## [Aim of the task]
When the string "arch" is part of a line below, that line should be copied.

## [Excerpts from a dataset]
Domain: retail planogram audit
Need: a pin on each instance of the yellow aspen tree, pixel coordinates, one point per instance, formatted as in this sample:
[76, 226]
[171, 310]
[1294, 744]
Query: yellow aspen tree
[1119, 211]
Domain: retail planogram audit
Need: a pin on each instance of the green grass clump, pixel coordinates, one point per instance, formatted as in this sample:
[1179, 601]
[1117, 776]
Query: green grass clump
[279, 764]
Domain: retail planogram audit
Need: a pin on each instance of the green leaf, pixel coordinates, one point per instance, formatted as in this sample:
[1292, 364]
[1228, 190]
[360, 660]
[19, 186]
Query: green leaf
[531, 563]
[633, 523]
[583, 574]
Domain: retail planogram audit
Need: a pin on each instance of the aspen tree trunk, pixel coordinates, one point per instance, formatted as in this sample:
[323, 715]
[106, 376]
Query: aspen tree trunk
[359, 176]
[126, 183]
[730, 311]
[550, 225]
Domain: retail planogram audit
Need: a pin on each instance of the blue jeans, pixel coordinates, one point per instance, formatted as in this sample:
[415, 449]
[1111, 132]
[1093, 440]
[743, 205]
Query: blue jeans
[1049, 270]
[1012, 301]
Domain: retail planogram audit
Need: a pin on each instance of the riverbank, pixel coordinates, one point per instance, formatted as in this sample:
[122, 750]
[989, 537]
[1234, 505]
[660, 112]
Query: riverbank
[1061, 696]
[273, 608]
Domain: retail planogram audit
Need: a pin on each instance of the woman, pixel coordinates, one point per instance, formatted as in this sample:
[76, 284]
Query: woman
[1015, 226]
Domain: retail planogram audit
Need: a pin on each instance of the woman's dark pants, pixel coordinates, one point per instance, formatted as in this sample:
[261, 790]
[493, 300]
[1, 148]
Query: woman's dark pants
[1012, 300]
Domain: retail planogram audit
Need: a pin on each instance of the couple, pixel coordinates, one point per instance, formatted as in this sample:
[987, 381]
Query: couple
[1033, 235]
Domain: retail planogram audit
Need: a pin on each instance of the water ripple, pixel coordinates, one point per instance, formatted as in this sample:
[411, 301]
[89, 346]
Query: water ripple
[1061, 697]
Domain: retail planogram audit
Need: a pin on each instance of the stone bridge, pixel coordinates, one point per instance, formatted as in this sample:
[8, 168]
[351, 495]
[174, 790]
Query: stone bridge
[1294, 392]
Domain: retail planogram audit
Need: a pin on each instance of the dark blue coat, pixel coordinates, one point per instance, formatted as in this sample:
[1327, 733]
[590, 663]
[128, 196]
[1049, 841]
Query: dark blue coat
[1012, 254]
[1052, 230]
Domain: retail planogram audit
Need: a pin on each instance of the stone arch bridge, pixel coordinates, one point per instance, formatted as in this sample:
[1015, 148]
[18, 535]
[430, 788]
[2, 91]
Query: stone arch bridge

## [Written solution]
Need: a pin on each instance of the stone arch bridge, pixel coordinates, one point per instance, formatted as in this sample:
Query: stone arch bridge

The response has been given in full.